→ TASK GOAL: Switch "patch of snow" to "snow patch" throughout all the records below and write their lines out again with everything else unchanged. Leave the pictures out of your answer.

→ Stored data entries:
Start

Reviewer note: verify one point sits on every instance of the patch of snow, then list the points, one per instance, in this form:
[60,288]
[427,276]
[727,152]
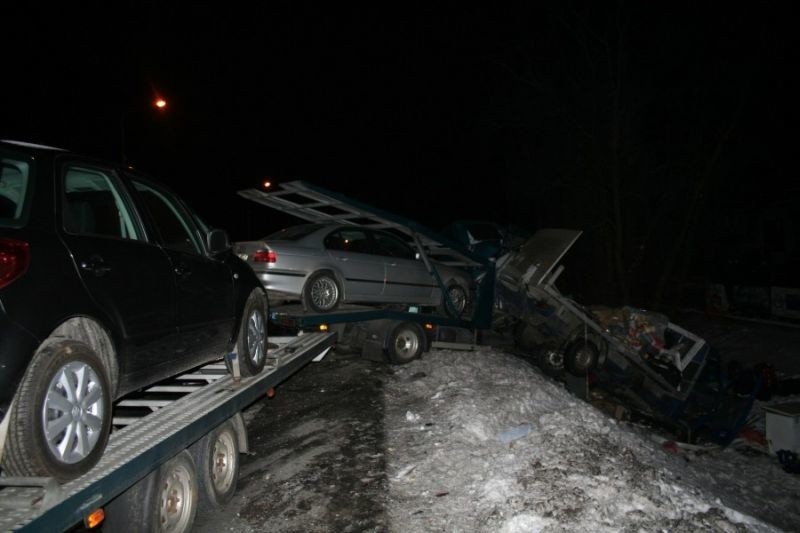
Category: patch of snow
[503,448]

End

→ RESULT OF THIS EXERCISE:
Reviewer note: verify one point sits on every instance of the snow patch, then list the points, one per instance, in this form:
[60,288]
[427,276]
[727,152]
Category: snow patch
[503,448]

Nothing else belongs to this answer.